TO BE DONE: Lay out every line of the items below as a numbered list, omitting any blank lines.

Pointing dataset items
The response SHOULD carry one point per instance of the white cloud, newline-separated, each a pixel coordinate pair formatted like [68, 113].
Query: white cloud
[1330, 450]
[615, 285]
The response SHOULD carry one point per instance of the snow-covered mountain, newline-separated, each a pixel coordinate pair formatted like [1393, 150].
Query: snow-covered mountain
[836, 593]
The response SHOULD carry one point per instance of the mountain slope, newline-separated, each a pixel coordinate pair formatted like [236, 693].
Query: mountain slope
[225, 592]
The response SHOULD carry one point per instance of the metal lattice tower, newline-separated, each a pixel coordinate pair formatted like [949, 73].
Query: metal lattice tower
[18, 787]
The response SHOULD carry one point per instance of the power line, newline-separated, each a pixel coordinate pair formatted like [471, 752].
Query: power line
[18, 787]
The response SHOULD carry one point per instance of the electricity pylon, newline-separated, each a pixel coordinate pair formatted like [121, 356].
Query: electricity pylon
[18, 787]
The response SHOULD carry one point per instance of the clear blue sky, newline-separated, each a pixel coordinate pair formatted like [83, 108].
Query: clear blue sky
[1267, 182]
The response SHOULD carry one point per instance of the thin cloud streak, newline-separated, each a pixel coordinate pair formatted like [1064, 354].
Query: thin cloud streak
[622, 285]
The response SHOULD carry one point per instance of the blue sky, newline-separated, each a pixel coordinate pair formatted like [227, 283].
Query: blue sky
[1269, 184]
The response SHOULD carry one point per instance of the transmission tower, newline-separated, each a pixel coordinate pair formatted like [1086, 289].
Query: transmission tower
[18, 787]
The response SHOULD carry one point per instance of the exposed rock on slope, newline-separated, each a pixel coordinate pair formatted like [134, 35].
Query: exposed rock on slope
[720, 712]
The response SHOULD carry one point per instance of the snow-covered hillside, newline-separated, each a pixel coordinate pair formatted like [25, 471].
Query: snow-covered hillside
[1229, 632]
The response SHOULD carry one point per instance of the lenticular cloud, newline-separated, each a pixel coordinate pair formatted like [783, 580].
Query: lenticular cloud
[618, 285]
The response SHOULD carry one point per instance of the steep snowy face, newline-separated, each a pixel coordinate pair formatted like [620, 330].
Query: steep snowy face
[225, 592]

OUTPUT OF THE TASK:
1. The response SHOULD carry one point per instance of the white cloud, newline-separated, each a pixel coordinate pair formatted like [68, 113].
2. Query: white cloud
3. [1330, 450]
4. [615, 285]
5. The response SHOULD carry one point per instance of the snow-covered mountain, newline-separated, each a pixel coordinate pair formatted like [1393, 150].
6. Query: snow-covered mountain
7. [836, 593]
8. The response SHOULD carry one point per instance of the mountain slope, newline-separated, each a pixel coordinate pair formatted like [236, 693].
9. Query: mountain slope
10. [225, 592]
11. The response SHOULD carry one point per instance of the metal lattice tower, newline-separated, each a pixel coordinate pair formatted like [949, 73].
12. Query: metal lattice tower
13. [18, 787]
14. The response SHOULD carry one point per instance of the power line, newline-separated, each a pixel coordinate pair formatted like [471, 752].
15. Query: power line
16. [18, 787]
17. The response SHOULD carry one point per instance of the electricity pylon, newline-separated, each a pixel coordinate pair formatted like [121, 356].
18. Query: electricity pylon
19. [18, 787]
20. The response SHOULD carry one point per instance of the clear blue sky, newline-separated, each a pixel coordinate pair formatted like [83, 108].
21. Query: clear blue sky
22. [1267, 182]
23. The response SHOULD carry one point per instance of the thin cloud streak, newline-separated, each a pixel coordinate pair formatted like [1064, 354].
24. Query: thin cloud streak
25. [622, 285]
26. The response SHOULD carry one point per instance of the blue sky, newline-separated, each a pixel coordinate pair formatted like [227, 283].
27. Query: blue sky
28. [1269, 184]
29. The response SHOULD carry one point per instance of the transmission tower, newline-separated, each a pixel coordinate pair formatted like [1086, 289].
30. Query: transmission tower
31. [18, 787]
32. The response SHOULD carry one point per instance of the exposed rock on slope, newline-separated, each a pixel coordinate pair formatted like [134, 35].
33. Query: exposed rock on slope
34. [720, 712]
35. The response SHOULD carry one point per instance of the snow-covered hillside, newline-separated, each a pixel coordinate pair formatted like [25, 471].
36. Query: snow-covered hillside
37. [1229, 632]
38. The response SHOULD carry one point per instance of the lenticular cloud, newline-separated, each a pixel coordinate pair formatted like [783, 580].
39. Query: lenticular cloud
40. [618, 285]
41. The response SHOULD carry one point per instance of the steep snowy face, newline-separated, each a pixel coordinate pair formatted like [620, 330].
42. Query: steep snowy face
43. [225, 592]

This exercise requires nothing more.